# [Exercise directions]
Give every line of the material again, exactly as written.

# [Provided material]
=-=-=-=-=

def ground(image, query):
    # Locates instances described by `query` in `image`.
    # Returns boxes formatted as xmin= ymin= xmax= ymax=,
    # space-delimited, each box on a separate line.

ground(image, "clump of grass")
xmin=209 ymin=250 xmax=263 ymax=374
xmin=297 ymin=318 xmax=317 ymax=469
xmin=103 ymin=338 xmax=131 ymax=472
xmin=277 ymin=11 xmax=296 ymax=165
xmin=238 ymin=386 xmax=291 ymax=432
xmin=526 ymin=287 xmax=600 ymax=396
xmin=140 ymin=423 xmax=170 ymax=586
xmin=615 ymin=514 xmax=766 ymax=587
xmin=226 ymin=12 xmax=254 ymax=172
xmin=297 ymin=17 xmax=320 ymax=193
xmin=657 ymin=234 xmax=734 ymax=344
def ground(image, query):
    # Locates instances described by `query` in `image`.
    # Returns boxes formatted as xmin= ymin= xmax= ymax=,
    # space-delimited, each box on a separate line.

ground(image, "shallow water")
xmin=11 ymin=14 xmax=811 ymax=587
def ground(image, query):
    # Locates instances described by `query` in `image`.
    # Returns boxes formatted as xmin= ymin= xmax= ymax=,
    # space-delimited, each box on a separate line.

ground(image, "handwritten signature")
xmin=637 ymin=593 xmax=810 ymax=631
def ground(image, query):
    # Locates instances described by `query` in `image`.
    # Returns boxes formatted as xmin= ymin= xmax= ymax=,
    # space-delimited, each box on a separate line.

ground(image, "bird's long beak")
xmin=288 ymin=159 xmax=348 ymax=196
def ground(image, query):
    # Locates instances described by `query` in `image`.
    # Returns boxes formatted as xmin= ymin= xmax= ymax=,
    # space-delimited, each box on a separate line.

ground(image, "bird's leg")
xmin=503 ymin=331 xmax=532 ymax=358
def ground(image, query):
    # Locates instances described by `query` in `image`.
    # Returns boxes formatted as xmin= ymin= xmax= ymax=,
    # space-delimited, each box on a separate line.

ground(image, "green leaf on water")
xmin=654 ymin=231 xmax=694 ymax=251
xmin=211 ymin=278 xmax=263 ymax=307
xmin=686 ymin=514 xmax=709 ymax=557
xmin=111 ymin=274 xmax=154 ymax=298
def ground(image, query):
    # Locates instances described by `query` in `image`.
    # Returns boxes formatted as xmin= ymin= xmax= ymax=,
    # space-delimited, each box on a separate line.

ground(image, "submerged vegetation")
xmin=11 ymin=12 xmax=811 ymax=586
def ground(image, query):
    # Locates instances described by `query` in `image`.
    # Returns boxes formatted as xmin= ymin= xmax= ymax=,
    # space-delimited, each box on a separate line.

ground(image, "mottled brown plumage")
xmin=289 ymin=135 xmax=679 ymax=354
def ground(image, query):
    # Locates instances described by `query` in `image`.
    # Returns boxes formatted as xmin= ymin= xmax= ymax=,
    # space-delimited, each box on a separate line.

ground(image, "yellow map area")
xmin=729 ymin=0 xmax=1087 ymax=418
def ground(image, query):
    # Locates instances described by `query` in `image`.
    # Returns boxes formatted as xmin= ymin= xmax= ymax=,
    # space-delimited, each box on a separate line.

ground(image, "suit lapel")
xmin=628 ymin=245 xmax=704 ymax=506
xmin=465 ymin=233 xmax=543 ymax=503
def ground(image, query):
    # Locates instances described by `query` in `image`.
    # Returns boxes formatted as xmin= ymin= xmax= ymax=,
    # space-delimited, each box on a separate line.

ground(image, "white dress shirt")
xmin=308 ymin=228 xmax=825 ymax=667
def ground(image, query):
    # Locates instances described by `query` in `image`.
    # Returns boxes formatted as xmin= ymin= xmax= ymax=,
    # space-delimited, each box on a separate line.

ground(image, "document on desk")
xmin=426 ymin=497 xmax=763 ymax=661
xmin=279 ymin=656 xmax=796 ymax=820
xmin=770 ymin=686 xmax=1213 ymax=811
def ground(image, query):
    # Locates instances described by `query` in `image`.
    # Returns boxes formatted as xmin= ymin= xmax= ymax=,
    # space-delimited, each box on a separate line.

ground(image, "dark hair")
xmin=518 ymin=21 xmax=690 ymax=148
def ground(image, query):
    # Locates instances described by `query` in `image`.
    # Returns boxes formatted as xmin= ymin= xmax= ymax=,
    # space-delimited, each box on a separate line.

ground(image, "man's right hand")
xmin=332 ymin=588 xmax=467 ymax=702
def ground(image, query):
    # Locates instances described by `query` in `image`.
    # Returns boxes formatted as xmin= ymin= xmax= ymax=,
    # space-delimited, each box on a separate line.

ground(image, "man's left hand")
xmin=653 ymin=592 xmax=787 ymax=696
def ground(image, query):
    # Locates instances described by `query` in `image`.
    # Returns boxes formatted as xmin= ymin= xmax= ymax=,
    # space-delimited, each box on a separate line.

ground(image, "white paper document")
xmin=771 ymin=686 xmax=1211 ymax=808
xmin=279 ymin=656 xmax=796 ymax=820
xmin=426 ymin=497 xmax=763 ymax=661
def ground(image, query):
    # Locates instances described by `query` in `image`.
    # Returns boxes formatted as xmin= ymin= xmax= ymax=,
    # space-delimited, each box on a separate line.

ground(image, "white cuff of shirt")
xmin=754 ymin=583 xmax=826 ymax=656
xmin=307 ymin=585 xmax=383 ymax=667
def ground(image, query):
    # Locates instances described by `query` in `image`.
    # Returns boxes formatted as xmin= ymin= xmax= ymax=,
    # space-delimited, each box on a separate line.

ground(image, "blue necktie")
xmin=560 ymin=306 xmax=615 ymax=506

=-=-=-=-=

# [Exercise solution]
def ground(image, query):
    # Locates instances described by `query` in `image`.
    # Returns boxes formatted as xmin= ymin= xmax= ymax=,
    # space-delimited, each box on a separate line.

ground(image, "clump of grass")
xmin=209 ymin=250 xmax=263 ymax=374
xmin=297 ymin=318 xmax=317 ymax=469
xmin=103 ymin=338 xmax=131 ymax=472
xmin=277 ymin=11 xmax=296 ymax=165
xmin=238 ymin=386 xmax=291 ymax=432
xmin=526 ymin=287 xmax=600 ymax=396
xmin=140 ymin=423 xmax=170 ymax=586
xmin=615 ymin=514 xmax=766 ymax=587
xmin=226 ymin=12 xmax=254 ymax=172
xmin=297 ymin=17 xmax=320 ymax=193
xmin=657 ymin=234 xmax=734 ymax=344
def ground(image, query):
    # Locates instances described by `query` in `image`.
    # Returns boxes formatted as xmin= ymin= xmax= ymax=,
    # space-delimited, each box on a separate line.

ground(image, "shallow water")
xmin=11 ymin=14 xmax=811 ymax=587
def ground(image, query):
    # Locates instances described by `query` in `image`.
    # Returns boxes formatted as xmin= ymin= xmax= ymax=,
    # space-delimited, each box on a separate line.

ground(image, "handwritten signature")
xmin=637 ymin=593 xmax=810 ymax=631
def ground(image, query):
    # Locates instances described by `query` in `image`.
    # Returns boxes formatted as xmin= ymin= xmax= ymax=,
    # space-delimited, each box on a separate line.

ground(image, "bird's long beak")
xmin=288 ymin=159 xmax=348 ymax=196
def ground(image, query):
    # Locates instances described by `query` in `image`.
    # Returns boxes formatted as xmin= ymin= xmax= ymax=,
    # space-delimited, each box on a separate line.

ground(image, "bird's leg")
xmin=503 ymin=331 xmax=532 ymax=358
def ground(image, query):
    # Locates instances described by `query` in `image`.
    # Returns boxes formatted as xmin= ymin= xmax= ymax=,
    # space-delimited, each box on a separate line.

ground(image, "green leaf on water")
xmin=654 ymin=231 xmax=694 ymax=251
xmin=211 ymin=278 xmax=263 ymax=307
xmin=686 ymin=514 xmax=709 ymax=557
xmin=111 ymin=274 xmax=154 ymax=298
def ground(image, query):
    # Locates instances described by `query` in `image`.
    # Returns boxes formatted as xmin= ymin= xmax= ymax=,
    # space-delimited, each box on a separate line.

ground(image, "submerged vegetation")
xmin=11 ymin=12 xmax=811 ymax=586
def ground(image, query):
    # Locates instances described by `query` in `image`.
    # Returns boxes formatted as xmin= ymin= xmax= ymax=,
    # space-delimited, each box on a separate line.

ground(image, "mottled brown plumage")
xmin=289 ymin=135 xmax=679 ymax=354
def ground(image, query):
    # Locates instances described by `query` in `image`.
    # Returns boxes formatted as xmin= ymin= xmax= ymax=,
    # space-delimited, each box on a separate line.

ground(image, "yellow map area")
xmin=729 ymin=0 xmax=1087 ymax=418
def ground(image, query):
    # Locates instances described by `query` in `image`.
    # Returns boxes formatted as xmin= ymin= xmax= ymax=,
    # space-delimited, each box on a separate line.

ground(image, "suit lapel")
xmin=628 ymin=245 xmax=704 ymax=506
xmin=465 ymin=233 xmax=543 ymax=503
def ground(image, query):
    # Locates instances described by `query` in `image`.
    # Returns boxes formatted as xmin= ymin= xmax= ymax=,
    # space-delimited, each box on a separate line.

ground(image, "white dress shirt")
xmin=308 ymin=228 xmax=825 ymax=667
def ground(image, query):
    # Locates instances described by `query` in `image`.
    # Returns boxes formatted as xmin= ymin= xmax= ymax=,
    # space-delimited, each box on a separate line.

ground(image, "document on desk")
xmin=426 ymin=497 xmax=763 ymax=661
xmin=279 ymin=656 xmax=796 ymax=820
xmin=770 ymin=686 xmax=1213 ymax=811
def ground(image, query):
    # Locates instances described by `query` in `image`.
    # Returns boxes formatted as xmin= ymin= xmax= ymax=,
    # space-delimited, each box on a separate line.

ground(image, "dark hair")
xmin=518 ymin=21 xmax=690 ymax=148
def ground(image, query):
    # Locates instances described by `query` in `image`.
    # Returns boxes formatted as xmin= ymin= xmax= ymax=,
    # space-delimited, each box on a separate line.

ground(image, "man's right hand")
xmin=332 ymin=588 xmax=467 ymax=702
def ground(image, query):
    # Locates instances described by `query` in `image`.
    # Returns boxes formatted as xmin= ymin= xmax= ymax=,
    # space-delimited, each box on a separate line.

ground(image, "man's left hand")
xmin=653 ymin=592 xmax=787 ymax=696
def ground(image, query):
    # Locates instances described by `query` in `image`.
    # Returns boxes formatted as xmin= ymin= xmax= ymax=,
    # space-delimited, each box on a separate line.

ground(image, "white paper document")
xmin=771 ymin=686 xmax=1211 ymax=808
xmin=279 ymin=656 xmax=796 ymax=820
xmin=426 ymin=497 xmax=763 ymax=661
def ground(image, query):
    # Locates instances described by `query` in `image`.
    # Returns boxes formatted as xmin= ymin= xmax= ymax=,
    # space-delimited, each box on a separate line.

ground(image, "white cuff of shirt")
xmin=754 ymin=583 xmax=826 ymax=656
xmin=307 ymin=585 xmax=383 ymax=667
def ground(image, query):
    # Locates instances described by `query` in `image`.
    # Returns boxes formatted as xmin= ymin= xmax= ymax=,
    # space-delimited, each box on a separate line.

ground(image, "blue necktie")
xmin=560 ymin=306 xmax=615 ymax=506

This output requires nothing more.